_Directions for this task_
Reproduce the records below verbatim, omitting the pictures.

** begin **

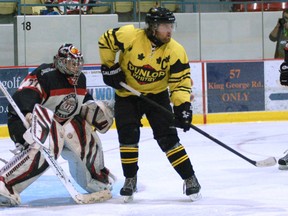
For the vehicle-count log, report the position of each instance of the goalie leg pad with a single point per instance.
(22, 170)
(84, 153)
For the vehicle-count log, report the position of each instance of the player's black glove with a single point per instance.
(284, 74)
(113, 76)
(183, 116)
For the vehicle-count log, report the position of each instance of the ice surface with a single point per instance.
(230, 185)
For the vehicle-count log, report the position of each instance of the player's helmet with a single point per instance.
(159, 15)
(69, 60)
(153, 19)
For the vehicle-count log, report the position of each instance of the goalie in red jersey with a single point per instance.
(61, 87)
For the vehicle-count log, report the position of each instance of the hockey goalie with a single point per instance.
(60, 87)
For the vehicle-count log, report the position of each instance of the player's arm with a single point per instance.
(27, 95)
(180, 89)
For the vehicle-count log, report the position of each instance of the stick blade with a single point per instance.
(94, 197)
(271, 161)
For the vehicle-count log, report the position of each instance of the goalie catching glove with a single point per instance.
(284, 74)
(113, 76)
(183, 116)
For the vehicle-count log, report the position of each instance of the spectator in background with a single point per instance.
(71, 6)
(280, 34)
(50, 10)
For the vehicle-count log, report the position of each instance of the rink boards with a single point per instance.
(234, 91)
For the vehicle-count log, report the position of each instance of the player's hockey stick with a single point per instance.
(271, 161)
(59, 172)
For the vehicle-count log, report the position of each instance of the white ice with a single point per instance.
(230, 185)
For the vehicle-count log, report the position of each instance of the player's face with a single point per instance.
(74, 65)
(164, 32)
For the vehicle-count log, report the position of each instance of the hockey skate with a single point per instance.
(7, 198)
(283, 162)
(191, 188)
(128, 189)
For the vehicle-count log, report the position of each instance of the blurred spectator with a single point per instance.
(280, 34)
(71, 6)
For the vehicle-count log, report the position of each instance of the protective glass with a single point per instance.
(166, 27)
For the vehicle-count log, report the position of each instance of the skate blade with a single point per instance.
(195, 197)
(283, 167)
(6, 201)
(128, 199)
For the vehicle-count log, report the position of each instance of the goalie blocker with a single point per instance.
(74, 141)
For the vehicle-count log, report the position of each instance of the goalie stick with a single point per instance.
(271, 161)
(79, 198)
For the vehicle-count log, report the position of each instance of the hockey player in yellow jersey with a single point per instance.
(153, 63)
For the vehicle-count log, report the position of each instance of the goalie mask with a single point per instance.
(69, 60)
(158, 20)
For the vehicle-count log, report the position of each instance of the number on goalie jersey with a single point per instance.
(60, 87)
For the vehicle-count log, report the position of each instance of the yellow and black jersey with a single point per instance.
(147, 69)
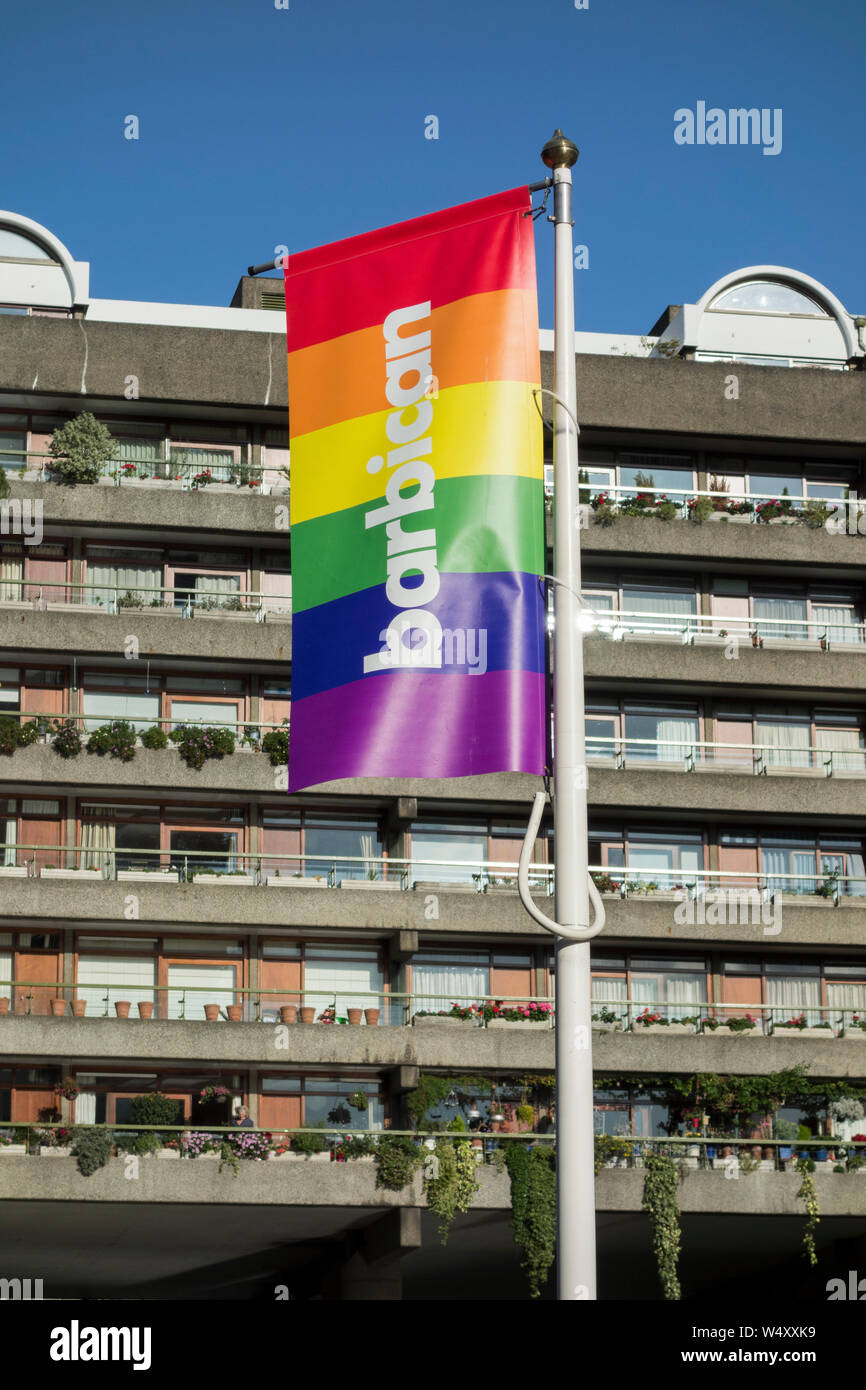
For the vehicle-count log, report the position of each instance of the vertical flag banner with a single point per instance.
(417, 499)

** end **

_Result of the task_
For the vehicle-count log, report the position of each instance of the goalie leg pad with a single point per instance.
(22, 170)
(84, 153)
For the vehicle-count log, report the position of each instance of the player's black glove with a single point per instance.
(284, 74)
(113, 76)
(183, 116)
For the vehicle-count log, report the position of each instance of the ice surface with a single point per instance.
(230, 185)
For the vehicle-count log, report the position of each instance of the player's helmet with a single point per instance.
(159, 15)
(69, 60)
(153, 19)
For the vehicle-count log, report the position of each instance of the goalie in red jersey with a single point per instance.
(61, 87)
For the vehicle-count log, report the position of each instance of the hockey goalie with a single point per instance.
(60, 87)
For the vehicle-count log, report the position of each instance of the player's arm with a single point per instance.
(27, 95)
(180, 89)
For the vehicle-count log, report the position of each instance of the stick blade with a single point per instance.
(94, 197)
(271, 161)
For the vehicle-count log, report the position of each instance of the goalie catching glove with a single point per instance.
(284, 74)
(113, 76)
(183, 116)
For the vehicle-count log, report the position of each instance of the spectator in background with a single point per instance.
(71, 6)
(280, 34)
(50, 10)
For the vehicle-count log, report the position of each instance of the rink boards with a single point per instance.
(234, 91)
For the vehicle-count log, report the position of each instance of the player's hockey stick with a single point per instance.
(271, 161)
(59, 172)
For the vehicle-count log, report the position of each instance of the white ice with a single point per instance.
(230, 185)
For the vehicle-count log, report the position of each instance of the player's face with a single point per instance.
(74, 65)
(164, 32)
For the vehicle-count log, report the position of each instance of the hockey skate with a single point per instance.
(7, 198)
(283, 162)
(191, 188)
(128, 189)
For the vehicle-count log, report the position of each instance of the blurred spectator with a single point per instance.
(280, 34)
(71, 6)
For the vehicle-count log, report the position of each instance of the protective glass with a single point per instance.
(166, 27)
For the vehicle-count log, report the position of each instance of the skate blade with a single point per instance.
(195, 197)
(283, 167)
(6, 201)
(128, 199)
For the vehicle-count log, report the position of each instance of the goalie blocker with a single point per instance.
(74, 141)
For the vehicle-count log, report the position of each instance of the goalie stick with a single point per instance.
(271, 161)
(79, 198)
For the vehicle-count log, report the position of each instance of the hockey player in yellow jersey with a single point per instance.
(153, 63)
For the vehicle-count log, report the position of each instance of the goalie mask with a single point per instance.
(69, 60)
(158, 20)
For the vehicle-count log, report the position of each instance of the number on goalie jersey with a single point per instance.
(60, 87)
For the vehicle-count log, report the position of each instance of the yellow and black jersey with a single point per instance.
(147, 69)
For the vehicle-count log, report the position of each instance of the vertical flag banner with a single point per instance.
(417, 499)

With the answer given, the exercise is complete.